La virginidad de María indica que Jesús no es producto de la historia, sino que es, principalmente, obra de Dios. Mateo resalta más el papel de José, por el que Jesús queda inscrito en la historia de Israel, de hecho él es el que le pone el nombre(Mt 1, 21). Mateo recalca más la procedencia legal de Jesús, su genealogía comienza en Abraham. No es mucho problema que José no sea el papá biológico de Jesús, lo que cuenta es que sea el papá legalmente. Por la lay del levirato, los hijos lo eran del esposo difunto, si era el caso, y no tanto del pariente que engendraba con la viuda, se trataba del rescate de la memoria del familiar fallecido sin descendencia. La ley por encima de todo, la intención era librar de la humillación de la esterilidad, sobre todo al varón.
Ciertamente Jesús llegó caminando a lo largo de los siglos a través de su genealogía(Mt 1, 1-17), pero es, principalmente, obra del Espíritu Santo que procede de lo alto, nos dice Lucas. Para él el recorrido histórico de Jesús comienza en Dios(Lc 3, 23-38). Para Mateo, José es, sobre todo, el eslabón que une a Jesús con toda la cadena de sus antepasados, pasando por David hasta Abraham, sin fijarse mucho en que no sea el padre carnal. Le preocupa más justificar el parentesco legal porque sus destinatarios son, en su mayoría, cristianos de procedencia judía. Claro que también habla de la intervención del Espíritu Santo en la concepción de Jesús: “María estaba prometida a José y, antes de vivir juntos, resultó que esperaban un hijo por la acción del Espíritu Santo”(Mt 1, 18). Dicho parentesco legal se atestigua, en que “recibió a su esposa y, sin tener relaciones conyugales, ella dio a luz un hijo, al que puso por nombre Jesús”(Mt 1, 24-25).

INSTRUCCIONES DE TRABAJO:
A - Según el texto sobre la genealogía de Jesús, ¿en quién comienza la genealogía que presenta Mateo?
B - Escribe la continuación del texto sobre la genealogía de Jesús a partir de su última oración.
El listado procede de una fuente distinta a la del texto sobre la genealogía de Jesús.

EXTRACTO DE DATOS:

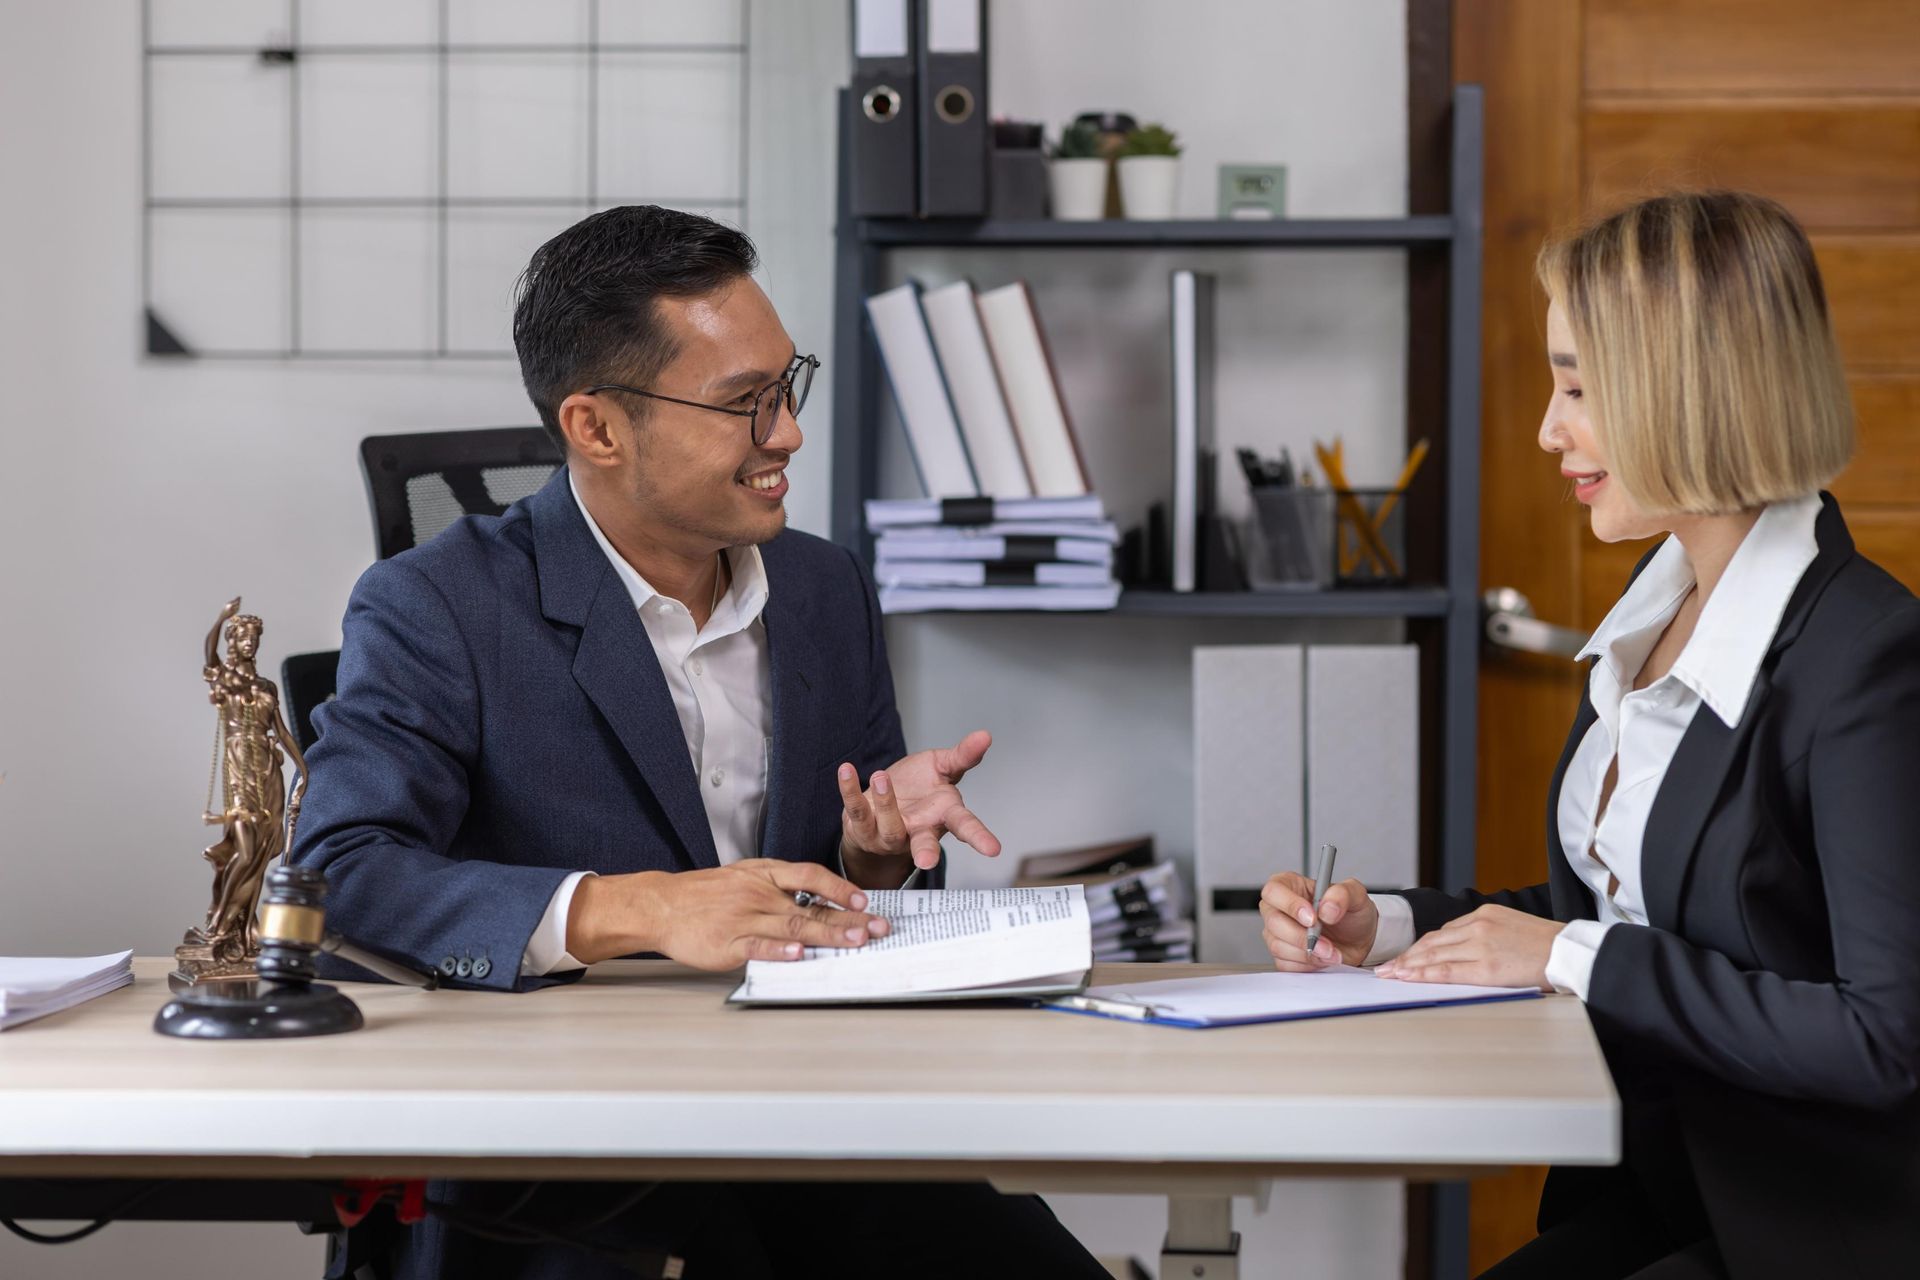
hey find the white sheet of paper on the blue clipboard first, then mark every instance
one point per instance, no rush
(1264, 997)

RESULTADOS EN ORDEN:
A - Comienza en Abraham.

B -
Claro que también Lucas hablará de José y, con ello, de la importancia de la ley para ubicar a Jesús en el contexto de la historia de Israel. El viaje que tuvieron que hacer José y María a Belén, tierra de David es para que Jesús fuera hijo de David y, por tanto, quedara ungido por los patriarcas, profetas y sabios, que habían hablado de él.
Esto era importante para que Jesús pudiera recibir todo el apoyo del Antiguo Testamento, de otro modo tendrían razón sus enemigos al considerarlo un blasfemo, que fue por lo que le dieron muerte. Todo, en los evangelios, está acomodado para proclamar a Jesús como Mesías e Hijo de Dios y, por lo tanto, rey de Israel.
María, también, se supo acomodar al proyecto de Dios, en eso está su mérito. La prueba más grande de esto, es la aceptación del don de la maternidad en circunstancias muy adversas. Dios incomoda sus planes, no es que María estuviera desocupada, estaba dada en matrimonio. Quererse casar es una decisión que involucra todo el ser de la persona y todas sus relaciones. Aceptar la propuesta de Dios significó replantear todo desde la raíz, más aún, arriesgar la propia vida. Pienso que, a veces, le quitamos mérito a María cuando pensamos que los ángeles o Dios le resolvían toda la vida y buscamos en ella puros milagros, en lugar de aprender su escucha de la palabra de Dios. “En realidad, no se puede pensar en la encarnación del Verbo sin tener en cuenta la libertad de esta joven mujer, que con su consentimiento coopera de modo decisivo a la entrada del Eterno en el tiempo”(VD 27).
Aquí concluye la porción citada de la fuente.